Word for word, restate every line of the listing that follows.
[start Provided information]
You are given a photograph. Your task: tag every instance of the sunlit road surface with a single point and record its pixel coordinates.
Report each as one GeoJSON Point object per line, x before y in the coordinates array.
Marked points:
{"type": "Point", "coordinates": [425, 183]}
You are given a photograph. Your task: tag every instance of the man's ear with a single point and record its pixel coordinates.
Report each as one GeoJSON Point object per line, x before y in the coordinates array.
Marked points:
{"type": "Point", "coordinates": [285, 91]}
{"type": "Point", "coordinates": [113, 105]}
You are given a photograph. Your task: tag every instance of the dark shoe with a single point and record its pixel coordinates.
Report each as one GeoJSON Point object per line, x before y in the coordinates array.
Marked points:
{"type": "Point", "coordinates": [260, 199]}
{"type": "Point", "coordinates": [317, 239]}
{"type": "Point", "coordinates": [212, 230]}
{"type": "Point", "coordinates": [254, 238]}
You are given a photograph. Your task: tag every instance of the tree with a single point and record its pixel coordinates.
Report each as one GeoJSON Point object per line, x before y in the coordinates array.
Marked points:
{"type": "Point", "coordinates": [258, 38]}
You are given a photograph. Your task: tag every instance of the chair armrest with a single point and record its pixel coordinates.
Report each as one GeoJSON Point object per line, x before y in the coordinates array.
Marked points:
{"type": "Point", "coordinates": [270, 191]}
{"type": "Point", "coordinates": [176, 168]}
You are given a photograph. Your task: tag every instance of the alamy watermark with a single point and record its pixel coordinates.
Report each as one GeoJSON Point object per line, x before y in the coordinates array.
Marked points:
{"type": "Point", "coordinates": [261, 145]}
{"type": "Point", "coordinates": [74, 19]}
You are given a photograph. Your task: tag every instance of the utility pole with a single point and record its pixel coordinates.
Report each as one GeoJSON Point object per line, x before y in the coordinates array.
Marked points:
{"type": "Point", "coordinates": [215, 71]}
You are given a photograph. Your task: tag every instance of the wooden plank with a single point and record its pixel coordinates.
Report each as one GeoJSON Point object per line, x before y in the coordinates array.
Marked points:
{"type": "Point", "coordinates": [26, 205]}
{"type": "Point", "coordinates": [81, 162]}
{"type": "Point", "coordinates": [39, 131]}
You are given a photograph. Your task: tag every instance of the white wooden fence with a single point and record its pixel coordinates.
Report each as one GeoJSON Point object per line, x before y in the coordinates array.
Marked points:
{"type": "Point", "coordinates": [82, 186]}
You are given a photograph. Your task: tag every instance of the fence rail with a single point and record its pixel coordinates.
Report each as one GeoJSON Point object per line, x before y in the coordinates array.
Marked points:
[end Provided information]
Solution to this problem:
You are given a photograph. Your task: tag every instance of the sunlit road surface with a single point and record its pixel coordinates.
Report each as one GeoJSON Point object per line, x before y in the coordinates array.
Marked points:
{"type": "Point", "coordinates": [425, 183]}
You are given a photograph. Your task: tag every instance of the man's ear with a single point and record its pixel coordinates.
Report each as one GeoJSON Point object per line, x before y in the coordinates array.
Marked points:
{"type": "Point", "coordinates": [285, 91]}
{"type": "Point", "coordinates": [113, 105]}
You are given a photograph. Your task: tag every instance of the dark shoe with a single point and record its pixel coordinates.
Report each as one GeoJSON Point object per line, x before y in the coordinates array.
Marked points:
{"type": "Point", "coordinates": [260, 199]}
{"type": "Point", "coordinates": [317, 239]}
{"type": "Point", "coordinates": [212, 230]}
{"type": "Point", "coordinates": [254, 238]}
You are given a photograph. Your task: tag every instance of the tree with a single point and record its pixel coordinates.
Report each as one GeoJSON Point object per line, x before y in the coordinates array.
Marked points:
{"type": "Point", "coordinates": [258, 38]}
You are given a photograph. Your task: tag every instance of the chair armrest with a single point and record its pixel coordinates.
Report each as one GeoJSON Point object per line, x before y in the coordinates array.
Marked points:
{"type": "Point", "coordinates": [270, 191]}
{"type": "Point", "coordinates": [176, 168]}
You are given a photograph. Your task: tag every instance of the alamy watermark with a single point and record its pixel coordinates.
Report each as one GeoJSON Point object per line, x before y in the coordinates array.
Marked points:
{"type": "Point", "coordinates": [261, 145]}
{"type": "Point", "coordinates": [74, 19]}
You are given a photograph. Your task: tag every instance of the utility pole with a single point and record its pixel coordinates.
Report each as one GeoJSON Point object per line, x before y in the coordinates array.
Marked points:
{"type": "Point", "coordinates": [215, 71]}
You are given a photograph. Your task: tag every instance of the wooden plank with a single point and record its pixel coordinates.
Report each as one GeoJSON Point object per line, x before y in the coordinates array.
Marked points:
{"type": "Point", "coordinates": [26, 205]}
{"type": "Point", "coordinates": [81, 162]}
{"type": "Point", "coordinates": [39, 131]}
You are given a photograph. Your task: tag every instance of the white wooden fence with a single point and record its pixel coordinates.
Report each as one GeoJSON Point object per line, x before y in the coordinates array.
Marked points:
{"type": "Point", "coordinates": [82, 186]}
You are given a photograph. Your task: tag every instance of the fence rail with a single point and record its pixel coordinates.
Report each as one GeoJSON Point object per line, x before y in the coordinates array.
Marked points:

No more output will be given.